» **PROBLEM REQUIREMENTS**
State how many lines of the items below contain the string "mouth", treating uppercase and lowercase as different. Give only the number.
══ RECORDS FOR PROCESSING
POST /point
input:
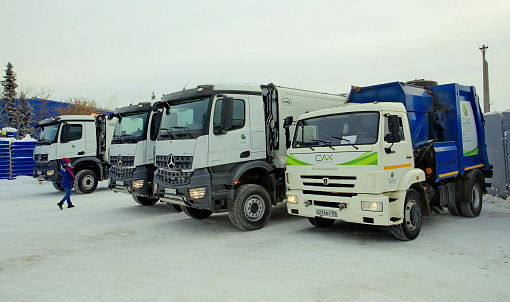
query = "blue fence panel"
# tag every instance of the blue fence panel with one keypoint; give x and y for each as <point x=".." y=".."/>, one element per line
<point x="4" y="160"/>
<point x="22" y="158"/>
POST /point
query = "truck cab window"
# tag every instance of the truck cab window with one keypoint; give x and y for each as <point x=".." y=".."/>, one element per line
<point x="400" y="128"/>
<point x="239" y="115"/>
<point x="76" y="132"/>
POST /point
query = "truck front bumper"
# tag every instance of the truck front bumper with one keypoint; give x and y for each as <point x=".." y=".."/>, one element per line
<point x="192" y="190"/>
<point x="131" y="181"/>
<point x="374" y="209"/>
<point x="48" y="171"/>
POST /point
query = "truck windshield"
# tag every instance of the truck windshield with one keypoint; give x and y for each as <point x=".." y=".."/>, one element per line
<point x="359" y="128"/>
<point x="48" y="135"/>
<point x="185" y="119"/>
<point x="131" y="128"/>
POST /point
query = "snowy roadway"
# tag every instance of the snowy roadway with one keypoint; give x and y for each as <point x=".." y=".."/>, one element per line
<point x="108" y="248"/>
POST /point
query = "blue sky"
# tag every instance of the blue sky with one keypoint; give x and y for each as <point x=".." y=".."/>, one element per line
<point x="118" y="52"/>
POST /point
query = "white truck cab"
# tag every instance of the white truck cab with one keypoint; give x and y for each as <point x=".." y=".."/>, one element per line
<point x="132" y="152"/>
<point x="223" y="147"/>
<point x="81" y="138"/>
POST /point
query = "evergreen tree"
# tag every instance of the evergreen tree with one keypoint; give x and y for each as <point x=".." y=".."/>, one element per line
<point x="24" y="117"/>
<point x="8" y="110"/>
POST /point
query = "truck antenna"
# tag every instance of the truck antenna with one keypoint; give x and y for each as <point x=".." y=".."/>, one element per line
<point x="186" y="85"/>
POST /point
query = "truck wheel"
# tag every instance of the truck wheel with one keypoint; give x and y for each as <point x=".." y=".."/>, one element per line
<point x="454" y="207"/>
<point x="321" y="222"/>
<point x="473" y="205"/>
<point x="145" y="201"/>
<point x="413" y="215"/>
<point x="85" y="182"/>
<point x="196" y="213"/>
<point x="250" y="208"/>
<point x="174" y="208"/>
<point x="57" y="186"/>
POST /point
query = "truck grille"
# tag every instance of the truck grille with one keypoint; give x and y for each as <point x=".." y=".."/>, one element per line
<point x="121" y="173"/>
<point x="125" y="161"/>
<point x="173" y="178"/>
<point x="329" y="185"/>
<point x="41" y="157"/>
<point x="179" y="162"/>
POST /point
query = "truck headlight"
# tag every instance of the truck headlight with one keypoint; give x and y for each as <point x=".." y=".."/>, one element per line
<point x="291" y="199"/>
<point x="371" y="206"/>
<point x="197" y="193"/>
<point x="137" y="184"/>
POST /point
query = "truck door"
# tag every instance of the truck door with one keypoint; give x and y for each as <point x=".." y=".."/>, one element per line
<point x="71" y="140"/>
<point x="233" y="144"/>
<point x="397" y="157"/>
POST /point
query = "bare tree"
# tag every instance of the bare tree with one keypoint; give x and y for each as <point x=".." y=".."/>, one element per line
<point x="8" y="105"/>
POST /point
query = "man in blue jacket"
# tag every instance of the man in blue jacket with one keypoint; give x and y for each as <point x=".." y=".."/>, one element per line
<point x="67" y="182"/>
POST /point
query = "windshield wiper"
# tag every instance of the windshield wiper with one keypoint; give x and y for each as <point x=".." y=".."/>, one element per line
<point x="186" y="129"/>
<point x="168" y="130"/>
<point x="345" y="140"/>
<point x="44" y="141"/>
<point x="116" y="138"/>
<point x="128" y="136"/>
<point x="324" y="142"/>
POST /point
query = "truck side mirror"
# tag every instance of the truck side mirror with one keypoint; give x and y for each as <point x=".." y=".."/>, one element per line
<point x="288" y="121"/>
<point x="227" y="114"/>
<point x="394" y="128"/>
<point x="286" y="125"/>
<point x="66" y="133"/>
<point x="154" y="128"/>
════
══ RECORDS FOR PROCESSING
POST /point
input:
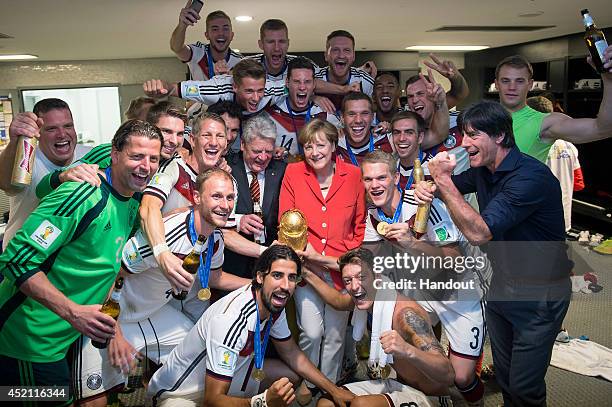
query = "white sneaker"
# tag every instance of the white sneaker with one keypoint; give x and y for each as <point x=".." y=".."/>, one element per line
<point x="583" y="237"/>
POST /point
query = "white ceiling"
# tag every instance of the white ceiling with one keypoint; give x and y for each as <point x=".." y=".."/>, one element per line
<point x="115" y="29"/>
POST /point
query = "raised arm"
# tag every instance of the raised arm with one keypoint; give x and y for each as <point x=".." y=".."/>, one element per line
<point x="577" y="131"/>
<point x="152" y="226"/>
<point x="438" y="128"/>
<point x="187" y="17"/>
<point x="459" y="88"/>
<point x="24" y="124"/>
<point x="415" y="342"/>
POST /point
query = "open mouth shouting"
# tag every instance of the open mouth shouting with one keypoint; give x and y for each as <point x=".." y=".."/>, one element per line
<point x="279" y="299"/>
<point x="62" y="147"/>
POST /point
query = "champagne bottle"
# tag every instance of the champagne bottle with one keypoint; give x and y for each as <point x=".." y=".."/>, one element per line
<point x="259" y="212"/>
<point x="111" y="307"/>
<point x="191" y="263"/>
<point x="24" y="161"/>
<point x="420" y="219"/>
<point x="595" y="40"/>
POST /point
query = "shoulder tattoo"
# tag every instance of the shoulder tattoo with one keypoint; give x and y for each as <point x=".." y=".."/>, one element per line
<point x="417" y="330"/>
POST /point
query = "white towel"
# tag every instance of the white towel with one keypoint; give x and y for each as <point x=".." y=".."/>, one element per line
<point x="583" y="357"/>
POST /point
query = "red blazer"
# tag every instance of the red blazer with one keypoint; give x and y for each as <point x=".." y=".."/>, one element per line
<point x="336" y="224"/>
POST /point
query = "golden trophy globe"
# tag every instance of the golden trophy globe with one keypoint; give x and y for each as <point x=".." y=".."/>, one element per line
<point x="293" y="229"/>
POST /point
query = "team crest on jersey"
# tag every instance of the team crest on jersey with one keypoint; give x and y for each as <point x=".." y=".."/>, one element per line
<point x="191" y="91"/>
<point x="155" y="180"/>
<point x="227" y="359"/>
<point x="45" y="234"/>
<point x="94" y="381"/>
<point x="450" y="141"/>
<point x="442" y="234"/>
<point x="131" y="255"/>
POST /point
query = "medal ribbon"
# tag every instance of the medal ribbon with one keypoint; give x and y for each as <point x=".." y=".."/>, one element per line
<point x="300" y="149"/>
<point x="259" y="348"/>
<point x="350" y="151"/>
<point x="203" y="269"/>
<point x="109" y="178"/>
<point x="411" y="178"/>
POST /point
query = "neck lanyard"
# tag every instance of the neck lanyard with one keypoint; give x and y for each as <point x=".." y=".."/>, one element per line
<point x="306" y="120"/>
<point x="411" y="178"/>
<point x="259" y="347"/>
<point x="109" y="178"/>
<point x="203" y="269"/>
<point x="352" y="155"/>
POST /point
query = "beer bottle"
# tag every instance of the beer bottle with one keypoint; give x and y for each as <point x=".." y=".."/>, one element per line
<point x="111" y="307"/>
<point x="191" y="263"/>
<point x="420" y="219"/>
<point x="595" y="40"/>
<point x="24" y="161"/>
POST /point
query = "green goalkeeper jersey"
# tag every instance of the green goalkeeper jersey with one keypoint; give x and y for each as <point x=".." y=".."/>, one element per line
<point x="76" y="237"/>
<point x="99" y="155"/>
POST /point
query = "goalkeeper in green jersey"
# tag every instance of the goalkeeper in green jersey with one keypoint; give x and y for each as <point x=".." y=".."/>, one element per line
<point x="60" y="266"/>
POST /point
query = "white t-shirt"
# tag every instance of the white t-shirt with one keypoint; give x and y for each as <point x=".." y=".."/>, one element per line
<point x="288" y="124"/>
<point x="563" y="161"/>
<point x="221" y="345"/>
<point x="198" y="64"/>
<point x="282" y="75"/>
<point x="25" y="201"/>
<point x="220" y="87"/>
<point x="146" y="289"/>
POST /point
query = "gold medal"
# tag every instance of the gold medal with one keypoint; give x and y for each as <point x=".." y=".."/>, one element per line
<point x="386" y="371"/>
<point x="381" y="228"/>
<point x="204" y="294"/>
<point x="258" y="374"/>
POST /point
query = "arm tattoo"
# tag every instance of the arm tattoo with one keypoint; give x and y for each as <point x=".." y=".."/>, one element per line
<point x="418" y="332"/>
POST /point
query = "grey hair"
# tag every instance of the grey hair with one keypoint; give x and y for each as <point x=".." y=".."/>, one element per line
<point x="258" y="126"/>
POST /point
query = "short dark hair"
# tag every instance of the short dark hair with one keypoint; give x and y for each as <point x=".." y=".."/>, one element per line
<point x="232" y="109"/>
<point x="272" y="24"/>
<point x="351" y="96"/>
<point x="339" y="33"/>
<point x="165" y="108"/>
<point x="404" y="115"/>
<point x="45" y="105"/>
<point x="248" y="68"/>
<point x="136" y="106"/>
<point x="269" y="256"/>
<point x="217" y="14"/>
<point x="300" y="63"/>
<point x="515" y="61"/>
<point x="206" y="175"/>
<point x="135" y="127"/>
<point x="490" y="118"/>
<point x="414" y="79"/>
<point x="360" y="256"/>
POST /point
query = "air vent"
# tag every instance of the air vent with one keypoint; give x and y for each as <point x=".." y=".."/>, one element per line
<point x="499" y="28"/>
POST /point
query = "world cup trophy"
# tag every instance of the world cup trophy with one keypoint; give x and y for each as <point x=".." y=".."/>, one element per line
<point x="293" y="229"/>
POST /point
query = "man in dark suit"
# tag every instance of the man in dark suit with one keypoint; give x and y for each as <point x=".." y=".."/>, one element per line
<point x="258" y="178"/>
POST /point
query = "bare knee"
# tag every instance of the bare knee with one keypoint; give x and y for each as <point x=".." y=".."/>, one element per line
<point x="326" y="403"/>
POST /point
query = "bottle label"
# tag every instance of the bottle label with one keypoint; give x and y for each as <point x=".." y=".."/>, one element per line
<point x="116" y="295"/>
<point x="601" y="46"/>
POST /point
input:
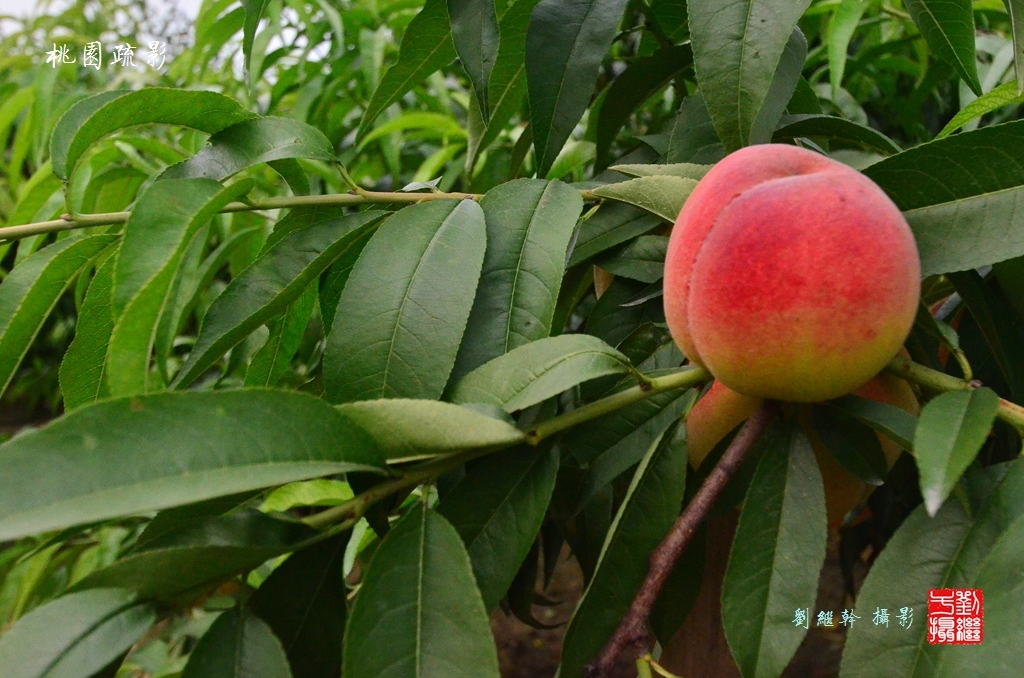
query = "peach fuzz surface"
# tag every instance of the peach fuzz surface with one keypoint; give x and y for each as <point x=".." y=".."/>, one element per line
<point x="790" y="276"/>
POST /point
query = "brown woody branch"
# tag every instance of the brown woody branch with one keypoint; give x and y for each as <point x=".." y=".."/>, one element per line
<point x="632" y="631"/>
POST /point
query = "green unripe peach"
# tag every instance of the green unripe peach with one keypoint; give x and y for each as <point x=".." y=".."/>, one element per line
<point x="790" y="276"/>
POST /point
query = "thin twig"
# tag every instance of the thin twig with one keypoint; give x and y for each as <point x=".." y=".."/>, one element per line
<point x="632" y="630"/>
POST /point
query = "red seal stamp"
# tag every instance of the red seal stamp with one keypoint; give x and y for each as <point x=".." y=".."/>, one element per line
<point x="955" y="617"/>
════
» **REPLY TO THE TASK**
2